**WHAT THIS TASK INVOLVES**
Print the portion of the recipe text that begins at "UK-grown plums are" and ends after "not so sure.", reproducing it character for character.

**QUOTED TEXT**
===

“Take two shanks of beef, and ten quarts of water, let it boil over a slow fire till it be tender, and when the broth is strong, strain it out, wipe the pot and put in the broth again, slice in two penny loaves thin, cutting off the top and bottom, put some of the liquor to it, cover it up and let it stand for a quarter of an hour, so put it into the pot again, and let it boil a quarter of an hour, then put in four pounds of currans, and let them boil a little ; then put in two pounds of raisins, and two pounds of prunes, let them boil till they swell ; then put in a quarter of an ounce of mace, a few cloves beat fine, mix it with a little water, and put it into your pot ; also a pound of sugar, a little salt, a quart or better of claret, and the juice of two or three lemons or verjuice ; thicken it with sagoo instead of bread ; so put it in earthen pots, and keep it for use.”
Elizabeth Moxon, English Houswifry, 9th edtn. (1764)
UK-grown plums are in season at the moment, so I’ve been buying quite a lot of them and have been looking for new and interesting ways to cook with them. Plums are one of my very favourite foodstuffs, and porridge is another, so Elizabeth Moxon’s recipe seemed, at first glance, to be an ideal option. On closer examination though… I’m not so sure.

===

**SUPPLIED DATA**
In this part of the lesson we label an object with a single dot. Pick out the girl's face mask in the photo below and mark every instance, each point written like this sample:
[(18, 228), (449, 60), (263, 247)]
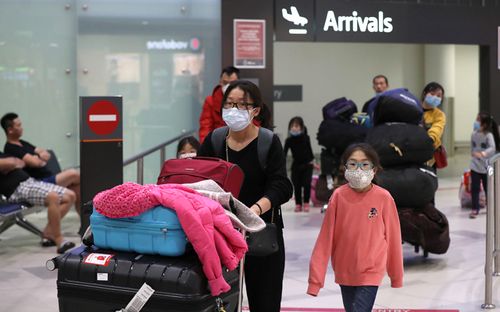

===

**WRITTEN REPLY**
UK-grown plums are in season at the moment, so I’ve been buying quite a lot of them and have been looking for new and interesting ways to cook with them. Plums are one of my very favourite foodstuffs, and porridge is another, so Elizabeth Moxon’s recipe seemed, at first glance, to be an ideal option. On closer examination though… I’m not so sure.